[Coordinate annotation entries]
====

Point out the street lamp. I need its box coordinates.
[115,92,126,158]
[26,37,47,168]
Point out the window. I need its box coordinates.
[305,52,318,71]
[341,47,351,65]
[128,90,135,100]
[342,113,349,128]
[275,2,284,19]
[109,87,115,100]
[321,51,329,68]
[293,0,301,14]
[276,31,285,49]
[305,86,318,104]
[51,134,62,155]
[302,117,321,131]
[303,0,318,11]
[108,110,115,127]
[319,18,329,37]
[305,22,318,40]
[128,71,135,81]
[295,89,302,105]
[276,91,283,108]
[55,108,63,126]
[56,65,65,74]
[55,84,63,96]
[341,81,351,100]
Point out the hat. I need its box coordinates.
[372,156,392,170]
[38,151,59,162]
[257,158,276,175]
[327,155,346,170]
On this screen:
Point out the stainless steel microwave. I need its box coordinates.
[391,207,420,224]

====

Your task is to repeat every line exactly.

◆ Solution to the problem
Point out the street lamp. I need its box coordinates.
[115,92,126,158]
[26,37,47,168]
Point out the window. I need its box coordinates.
[305,52,318,71]
[341,47,351,65]
[128,90,135,100]
[342,113,349,128]
[275,2,284,19]
[109,87,115,100]
[321,51,329,68]
[293,0,301,14]
[276,31,285,49]
[305,86,318,104]
[51,134,62,155]
[302,117,321,131]
[303,0,318,11]
[108,110,115,127]
[319,18,329,37]
[305,22,318,40]
[128,71,135,81]
[295,89,302,105]
[276,91,283,108]
[55,108,63,126]
[56,65,65,74]
[55,84,63,96]
[341,81,351,100]
Point out the hat. I need its box coordinates.
[372,156,392,170]
[38,151,59,162]
[257,158,276,175]
[327,155,346,170]
On this screen:
Point out the stainless steel microwave. I need its box coordinates.
[391,207,420,224]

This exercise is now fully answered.